PROBLEM DETAILS >>
Reproduce every record below exactly as written, but leave out any pictures.
*** RECORD EXTRACTS ***
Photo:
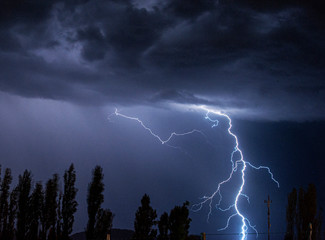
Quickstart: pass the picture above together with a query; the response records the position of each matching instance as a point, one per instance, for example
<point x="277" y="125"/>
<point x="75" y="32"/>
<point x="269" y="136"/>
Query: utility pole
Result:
<point x="203" y="236"/>
<point x="268" y="201"/>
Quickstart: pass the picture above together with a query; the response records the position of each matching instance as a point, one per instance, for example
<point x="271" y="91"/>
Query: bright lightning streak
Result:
<point x="240" y="163"/>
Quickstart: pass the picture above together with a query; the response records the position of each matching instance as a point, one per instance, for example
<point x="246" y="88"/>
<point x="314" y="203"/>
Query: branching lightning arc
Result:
<point x="238" y="165"/>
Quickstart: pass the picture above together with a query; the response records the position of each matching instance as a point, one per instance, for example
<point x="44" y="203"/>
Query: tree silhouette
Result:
<point x="94" y="199"/>
<point x="69" y="203"/>
<point x="34" y="215"/>
<point x="103" y="224"/>
<point x="179" y="222"/>
<point x="163" y="226"/>
<point x="4" y="204"/>
<point x="9" y="235"/>
<point x="145" y="221"/>
<point x="50" y="207"/>
<point x="291" y="215"/>
<point x="302" y="210"/>
<point x="24" y="188"/>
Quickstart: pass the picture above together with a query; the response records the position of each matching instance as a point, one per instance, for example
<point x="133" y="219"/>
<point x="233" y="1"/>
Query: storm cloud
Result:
<point x="265" y="58"/>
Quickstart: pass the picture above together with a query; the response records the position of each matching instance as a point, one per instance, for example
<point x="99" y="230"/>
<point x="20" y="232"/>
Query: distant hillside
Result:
<point x="117" y="234"/>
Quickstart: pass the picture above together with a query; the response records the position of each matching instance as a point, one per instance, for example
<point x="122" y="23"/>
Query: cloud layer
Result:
<point x="263" y="58"/>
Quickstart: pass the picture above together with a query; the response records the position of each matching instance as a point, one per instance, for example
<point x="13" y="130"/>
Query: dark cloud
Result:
<point x="238" y="51"/>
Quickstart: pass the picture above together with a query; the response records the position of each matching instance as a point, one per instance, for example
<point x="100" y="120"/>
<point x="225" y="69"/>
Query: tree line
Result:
***
THE RESULT >>
Photo:
Quickstart: pass the picture above together with a query; the response records the position of each matching instance as a point, one per instance, for example
<point x="277" y="125"/>
<point x="75" y="32"/>
<point x="269" y="136"/>
Query: utility pole
Result:
<point x="203" y="236"/>
<point x="268" y="201"/>
Quickstart: pass the picture above together with a query; the response records the position of each matching instance as a point, one per instance, for example
<point x="271" y="91"/>
Query: bright lightning streak
Result:
<point x="240" y="163"/>
Quickstart: pass the picture above together with a query; the response records the position of each matching instance as a point, one per instance, for example
<point x="246" y="88"/>
<point x="314" y="203"/>
Query: branching lightning arc
Result:
<point x="238" y="165"/>
Quickstart: pass the picture above together with a query; the response records the position of each matching instance as a point, one per instance, for example
<point x="44" y="203"/>
Query: tree silhouette
Result:
<point x="94" y="199"/>
<point x="69" y="203"/>
<point x="34" y="215"/>
<point x="103" y="224"/>
<point x="179" y="222"/>
<point x="163" y="226"/>
<point x="4" y="204"/>
<point x="9" y="235"/>
<point x="145" y="221"/>
<point x="50" y="207"/>
<point x="291" y="215"/>
<point x="302" y="210"/>
<point x="24" y="188"/>
Quickstart: pass the picture above together with a query; the response records the position of each matching instance as a point, one per instance, for example
<point x="133" y="219"/>
<point x="233" y="1"/>
Query: storm cloud
Result:
<point x="265" y="58"/>
Quickstart: pass the picture above together with a query; the response records the position of each matching instance as a point, one per instance, for example
<point x="99" y="230"/>
<point x="20" y="232"/>
Query: distant hillside
Result:
<point x="117" y="234"/>
Quickstart: pass the picture above together with a query; the response records the position of each matching instance as a point, one per instance, for example
<point x="122" y="23"/>
Query: cloud layer
Result:
<point x="263" y="58"/>
Quickstart: pass the picture above together with a query; the response records the position of each matching instance as a point, one per instance, for example
<point x="13" y="130"/>
Query: dark cloud
Result:
<point x="238" y="51"/>
Quickstart: pass the picture above together with a query; the response records the position of each matching instance as a point, one per instance, for example
<point x="100" y="120"/>
<point x="225" y="69"/>
Query: tree line
Result:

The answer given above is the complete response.